- [What you should do]
Turn the records from the line with "Show me the fascia board here." up to and including the line with "31 97 324 164" into a Markdown table with the columns Row and Line. Give each line its own numbered row, and leave out blank lines.

- [Material supplied]
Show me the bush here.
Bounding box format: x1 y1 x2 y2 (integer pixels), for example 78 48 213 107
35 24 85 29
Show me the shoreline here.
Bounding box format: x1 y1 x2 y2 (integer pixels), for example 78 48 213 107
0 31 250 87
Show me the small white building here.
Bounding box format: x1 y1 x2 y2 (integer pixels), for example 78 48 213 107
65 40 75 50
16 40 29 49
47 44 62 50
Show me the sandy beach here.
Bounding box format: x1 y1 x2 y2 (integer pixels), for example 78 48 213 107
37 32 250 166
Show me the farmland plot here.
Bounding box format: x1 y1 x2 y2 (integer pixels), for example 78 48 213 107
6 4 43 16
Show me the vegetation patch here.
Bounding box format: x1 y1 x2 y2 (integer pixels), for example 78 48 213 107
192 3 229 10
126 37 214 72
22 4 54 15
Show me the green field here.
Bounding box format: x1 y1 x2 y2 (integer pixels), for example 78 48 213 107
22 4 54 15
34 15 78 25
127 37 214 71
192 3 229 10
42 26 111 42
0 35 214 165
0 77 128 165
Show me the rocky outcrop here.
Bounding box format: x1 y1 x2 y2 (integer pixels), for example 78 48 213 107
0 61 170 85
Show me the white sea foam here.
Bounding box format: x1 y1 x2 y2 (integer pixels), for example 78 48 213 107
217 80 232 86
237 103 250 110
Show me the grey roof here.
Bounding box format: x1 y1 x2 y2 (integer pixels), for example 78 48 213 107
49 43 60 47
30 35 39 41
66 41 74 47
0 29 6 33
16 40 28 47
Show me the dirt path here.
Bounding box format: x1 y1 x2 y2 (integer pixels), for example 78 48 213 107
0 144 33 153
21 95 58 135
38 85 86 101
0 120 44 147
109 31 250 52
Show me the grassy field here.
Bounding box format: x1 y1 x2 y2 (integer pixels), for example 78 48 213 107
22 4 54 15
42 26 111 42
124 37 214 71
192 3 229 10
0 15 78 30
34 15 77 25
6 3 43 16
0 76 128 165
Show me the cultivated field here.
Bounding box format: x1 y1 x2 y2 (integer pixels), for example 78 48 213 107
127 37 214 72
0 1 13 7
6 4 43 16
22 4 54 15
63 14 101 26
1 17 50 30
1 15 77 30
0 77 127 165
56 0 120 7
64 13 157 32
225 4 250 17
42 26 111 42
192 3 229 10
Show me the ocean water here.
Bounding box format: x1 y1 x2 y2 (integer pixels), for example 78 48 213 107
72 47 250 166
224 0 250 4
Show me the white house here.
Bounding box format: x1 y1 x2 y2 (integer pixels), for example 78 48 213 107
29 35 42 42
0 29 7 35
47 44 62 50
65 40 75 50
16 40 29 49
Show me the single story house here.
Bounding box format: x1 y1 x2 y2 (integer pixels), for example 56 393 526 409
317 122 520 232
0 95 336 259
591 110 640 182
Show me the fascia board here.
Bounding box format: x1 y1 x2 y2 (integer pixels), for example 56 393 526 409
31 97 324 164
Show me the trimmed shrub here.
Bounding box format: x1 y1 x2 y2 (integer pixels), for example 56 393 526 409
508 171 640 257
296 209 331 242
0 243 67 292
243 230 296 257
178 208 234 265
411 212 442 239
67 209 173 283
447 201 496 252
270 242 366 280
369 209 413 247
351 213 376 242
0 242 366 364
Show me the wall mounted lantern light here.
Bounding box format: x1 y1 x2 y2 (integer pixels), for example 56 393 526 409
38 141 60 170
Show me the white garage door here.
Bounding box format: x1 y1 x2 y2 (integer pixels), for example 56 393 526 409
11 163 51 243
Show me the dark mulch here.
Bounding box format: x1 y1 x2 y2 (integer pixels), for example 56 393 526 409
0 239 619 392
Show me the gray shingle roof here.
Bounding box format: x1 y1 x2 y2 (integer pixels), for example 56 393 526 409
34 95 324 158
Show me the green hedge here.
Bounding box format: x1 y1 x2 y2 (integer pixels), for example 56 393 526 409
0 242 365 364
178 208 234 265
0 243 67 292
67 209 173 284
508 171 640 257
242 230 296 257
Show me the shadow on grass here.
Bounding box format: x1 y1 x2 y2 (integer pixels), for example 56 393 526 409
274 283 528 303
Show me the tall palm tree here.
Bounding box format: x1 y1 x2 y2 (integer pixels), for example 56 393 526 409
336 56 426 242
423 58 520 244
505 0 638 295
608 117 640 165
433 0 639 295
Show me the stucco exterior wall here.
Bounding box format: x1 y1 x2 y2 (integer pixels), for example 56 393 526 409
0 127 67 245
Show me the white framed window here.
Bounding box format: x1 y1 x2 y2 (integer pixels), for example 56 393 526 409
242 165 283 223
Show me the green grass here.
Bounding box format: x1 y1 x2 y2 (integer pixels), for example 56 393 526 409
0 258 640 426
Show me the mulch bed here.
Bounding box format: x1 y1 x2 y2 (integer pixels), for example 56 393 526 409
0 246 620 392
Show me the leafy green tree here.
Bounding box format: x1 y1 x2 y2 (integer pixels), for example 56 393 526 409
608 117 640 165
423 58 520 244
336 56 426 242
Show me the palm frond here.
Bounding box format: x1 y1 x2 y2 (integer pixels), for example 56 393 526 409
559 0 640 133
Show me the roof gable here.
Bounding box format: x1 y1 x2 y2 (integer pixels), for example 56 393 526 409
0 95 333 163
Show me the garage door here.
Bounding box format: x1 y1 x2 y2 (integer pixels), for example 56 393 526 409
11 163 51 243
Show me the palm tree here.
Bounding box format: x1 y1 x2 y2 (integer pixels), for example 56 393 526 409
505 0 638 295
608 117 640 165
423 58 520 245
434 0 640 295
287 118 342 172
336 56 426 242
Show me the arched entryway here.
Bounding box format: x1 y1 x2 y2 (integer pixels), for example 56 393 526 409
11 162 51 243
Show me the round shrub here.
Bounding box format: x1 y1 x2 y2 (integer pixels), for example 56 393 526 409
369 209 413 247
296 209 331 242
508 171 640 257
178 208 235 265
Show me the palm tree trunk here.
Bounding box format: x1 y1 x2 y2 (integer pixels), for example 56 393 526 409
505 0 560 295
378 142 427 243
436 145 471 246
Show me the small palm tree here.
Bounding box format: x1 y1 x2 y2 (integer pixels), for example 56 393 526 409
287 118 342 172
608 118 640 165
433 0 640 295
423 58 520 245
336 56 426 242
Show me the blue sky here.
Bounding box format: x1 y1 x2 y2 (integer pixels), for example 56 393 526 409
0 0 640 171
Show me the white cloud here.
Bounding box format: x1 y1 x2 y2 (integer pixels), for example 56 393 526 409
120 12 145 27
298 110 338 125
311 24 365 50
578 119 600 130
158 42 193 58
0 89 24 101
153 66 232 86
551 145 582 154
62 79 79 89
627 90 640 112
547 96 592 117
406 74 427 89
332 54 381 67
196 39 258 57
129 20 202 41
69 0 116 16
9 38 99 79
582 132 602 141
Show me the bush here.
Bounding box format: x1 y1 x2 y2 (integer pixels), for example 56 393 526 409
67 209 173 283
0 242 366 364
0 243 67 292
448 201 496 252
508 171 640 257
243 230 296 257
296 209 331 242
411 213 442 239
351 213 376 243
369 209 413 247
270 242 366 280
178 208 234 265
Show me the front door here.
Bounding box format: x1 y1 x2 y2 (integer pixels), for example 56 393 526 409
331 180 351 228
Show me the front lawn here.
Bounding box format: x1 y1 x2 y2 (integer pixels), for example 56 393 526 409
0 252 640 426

- [Response to this exercise]
| Row | Line |
|---|---|
| 1 | Show me the fascia board here. |
| 2 | Bounding box format: x1 y1 x2 y2 (integer pixels), for example 56 393 526 409 |
| 3 | 31 97 324 164 |